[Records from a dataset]
BEGIN

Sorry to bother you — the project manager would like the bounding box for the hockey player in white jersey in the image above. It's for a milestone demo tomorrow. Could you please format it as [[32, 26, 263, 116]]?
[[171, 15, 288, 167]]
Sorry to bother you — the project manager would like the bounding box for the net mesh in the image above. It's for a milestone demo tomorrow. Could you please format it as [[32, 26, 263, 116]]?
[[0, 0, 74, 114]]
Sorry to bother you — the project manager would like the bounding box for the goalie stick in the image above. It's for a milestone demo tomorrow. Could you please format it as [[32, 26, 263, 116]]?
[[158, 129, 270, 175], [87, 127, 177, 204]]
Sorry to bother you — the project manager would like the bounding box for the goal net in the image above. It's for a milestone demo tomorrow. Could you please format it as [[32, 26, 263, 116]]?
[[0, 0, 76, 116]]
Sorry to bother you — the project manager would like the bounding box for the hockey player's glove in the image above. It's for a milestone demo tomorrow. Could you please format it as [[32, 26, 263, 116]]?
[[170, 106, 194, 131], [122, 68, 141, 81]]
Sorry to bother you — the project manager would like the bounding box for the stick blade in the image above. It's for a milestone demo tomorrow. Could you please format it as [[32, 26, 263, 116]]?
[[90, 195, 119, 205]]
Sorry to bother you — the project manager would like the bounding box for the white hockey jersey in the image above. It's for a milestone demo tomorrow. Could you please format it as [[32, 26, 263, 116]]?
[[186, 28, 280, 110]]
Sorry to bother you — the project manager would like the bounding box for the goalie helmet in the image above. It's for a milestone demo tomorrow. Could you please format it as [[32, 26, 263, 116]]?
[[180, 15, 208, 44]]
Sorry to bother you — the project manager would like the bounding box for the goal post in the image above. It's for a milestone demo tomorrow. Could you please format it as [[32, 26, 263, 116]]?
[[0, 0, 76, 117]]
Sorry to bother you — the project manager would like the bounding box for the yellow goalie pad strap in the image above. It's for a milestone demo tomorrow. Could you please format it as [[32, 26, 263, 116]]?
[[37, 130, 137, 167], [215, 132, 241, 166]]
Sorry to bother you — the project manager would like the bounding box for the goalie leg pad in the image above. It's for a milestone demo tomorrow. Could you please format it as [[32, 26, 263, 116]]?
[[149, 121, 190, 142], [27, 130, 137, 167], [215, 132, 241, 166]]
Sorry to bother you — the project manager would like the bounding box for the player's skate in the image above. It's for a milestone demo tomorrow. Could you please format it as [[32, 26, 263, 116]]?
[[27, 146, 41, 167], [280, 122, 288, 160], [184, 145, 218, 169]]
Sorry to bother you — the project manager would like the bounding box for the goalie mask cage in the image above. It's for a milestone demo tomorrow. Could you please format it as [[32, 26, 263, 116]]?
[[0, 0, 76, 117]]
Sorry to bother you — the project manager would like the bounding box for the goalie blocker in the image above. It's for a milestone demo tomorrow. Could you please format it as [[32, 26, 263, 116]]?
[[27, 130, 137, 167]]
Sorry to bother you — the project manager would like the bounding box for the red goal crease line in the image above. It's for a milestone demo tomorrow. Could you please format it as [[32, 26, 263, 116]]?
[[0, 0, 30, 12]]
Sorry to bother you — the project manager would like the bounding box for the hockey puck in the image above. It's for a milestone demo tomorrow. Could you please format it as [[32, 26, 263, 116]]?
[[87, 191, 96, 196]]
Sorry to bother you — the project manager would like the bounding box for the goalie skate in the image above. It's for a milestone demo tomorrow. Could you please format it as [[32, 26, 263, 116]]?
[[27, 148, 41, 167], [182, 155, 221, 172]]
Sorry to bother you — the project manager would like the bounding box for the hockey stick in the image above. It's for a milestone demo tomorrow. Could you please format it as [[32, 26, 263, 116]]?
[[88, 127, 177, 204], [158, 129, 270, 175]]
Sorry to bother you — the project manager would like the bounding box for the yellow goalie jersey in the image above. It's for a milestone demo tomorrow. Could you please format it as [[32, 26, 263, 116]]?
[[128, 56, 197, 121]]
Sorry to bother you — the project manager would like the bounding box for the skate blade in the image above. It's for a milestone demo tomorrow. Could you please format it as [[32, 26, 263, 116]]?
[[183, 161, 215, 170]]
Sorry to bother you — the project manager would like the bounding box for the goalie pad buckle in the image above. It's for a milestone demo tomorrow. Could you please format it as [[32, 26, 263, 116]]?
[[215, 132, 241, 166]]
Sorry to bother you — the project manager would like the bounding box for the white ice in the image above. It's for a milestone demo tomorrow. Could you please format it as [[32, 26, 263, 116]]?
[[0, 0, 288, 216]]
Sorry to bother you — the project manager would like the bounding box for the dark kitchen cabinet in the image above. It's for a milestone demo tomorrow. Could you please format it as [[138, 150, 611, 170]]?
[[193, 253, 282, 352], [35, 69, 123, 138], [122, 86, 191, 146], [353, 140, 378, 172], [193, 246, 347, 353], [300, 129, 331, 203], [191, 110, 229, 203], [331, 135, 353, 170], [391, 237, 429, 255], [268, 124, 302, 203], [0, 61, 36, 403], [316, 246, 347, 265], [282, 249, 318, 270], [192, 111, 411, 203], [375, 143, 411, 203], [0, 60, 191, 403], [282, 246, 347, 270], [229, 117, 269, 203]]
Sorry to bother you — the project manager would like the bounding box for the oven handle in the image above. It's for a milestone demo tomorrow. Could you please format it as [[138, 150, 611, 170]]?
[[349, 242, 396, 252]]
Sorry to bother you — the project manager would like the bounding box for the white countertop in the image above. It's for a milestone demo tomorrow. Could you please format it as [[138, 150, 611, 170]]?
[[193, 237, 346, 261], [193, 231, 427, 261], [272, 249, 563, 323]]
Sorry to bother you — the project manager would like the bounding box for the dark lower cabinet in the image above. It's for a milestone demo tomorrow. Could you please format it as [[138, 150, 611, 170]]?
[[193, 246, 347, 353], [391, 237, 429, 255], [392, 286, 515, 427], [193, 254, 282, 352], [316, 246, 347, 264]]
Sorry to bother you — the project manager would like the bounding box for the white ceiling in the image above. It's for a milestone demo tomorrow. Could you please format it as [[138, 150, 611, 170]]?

END

- Direction -
Quote the records verbatim, starting at the line that contains "yellow goalie jersey" and ending after the line that contains "249, 563, 323]]".

- Written answer -
Sorry to bother you — the project manager would like the bounding box for the yellow goalie jersey in the image above. It's for a milestone demo tomorrow. Could you please format it as [[32, 26, 263, 116]]?
[[128, 56, 197, 121]]
Sorry to bother you — the project manager would like the bounding box for the skate blade in the image above. It's for a milestone demo tomorrow. Could you please format it as [[32, 26, 263, 116]]?
[[183, 161, 215, 170]]
Sorry to bother you — the project manager would like the bounding box for the goalie pad buckle in the image above. It's for a milestone demo tomorrow. Could you please format it as [[32, 26, 263, 116]]?
[[215, 132, 241, 166]]
Sorry to bother you — the project manager would like the bounding box for the white ice in the image above. It's for a milestone demo tomorrow. Could you please format it as [[32, 26, 263, 116]]?
[[0, 0, 288, 216]]
Sorry to bother you — the project manager would like the bounding box for the dark kitchen cabinet in the image above. It's for a milestone demo tomorrow. Could you please format it as [[138, 150, 611, 170]]?
[[193, 253, 282, 352], [35, 69, 123, 138], [122, 86, 191, 146], [353, 140, 378, 172], [193, 246, 347, 353], [300, 129, 331, 203], [191, 110, 229, 203], [331, 135, 353, 170], [391, 237, 429, 255], [268, 124, 302, 203], [0, 61, 36, 403], [316, 246, 347, 265], [282, 249, 318, 270], [192, 111, 411, 203], [375, 143, 411, 203], [0, 60, 191, 403], [282, 246, 347, 270], [229, 117, 269, 203]]
Sorry to bother you — the project manager would like the bounding box for the oven handle in the image above. It's for a milestone demo tomorrow. Could you please format it as [[138, 150, 611, 170]]?
[[349, 242, 396, 252]]
Sorry to bother you — the project manager would like the bounding box for the white countertop in the image above. It's for a milestone demo tomorrow. Could you please format it as [[138, 150, 611, 170]]?
[[193, 237, 346, 261], [193, 231, 427, 261], [272, 249, 563, 323]]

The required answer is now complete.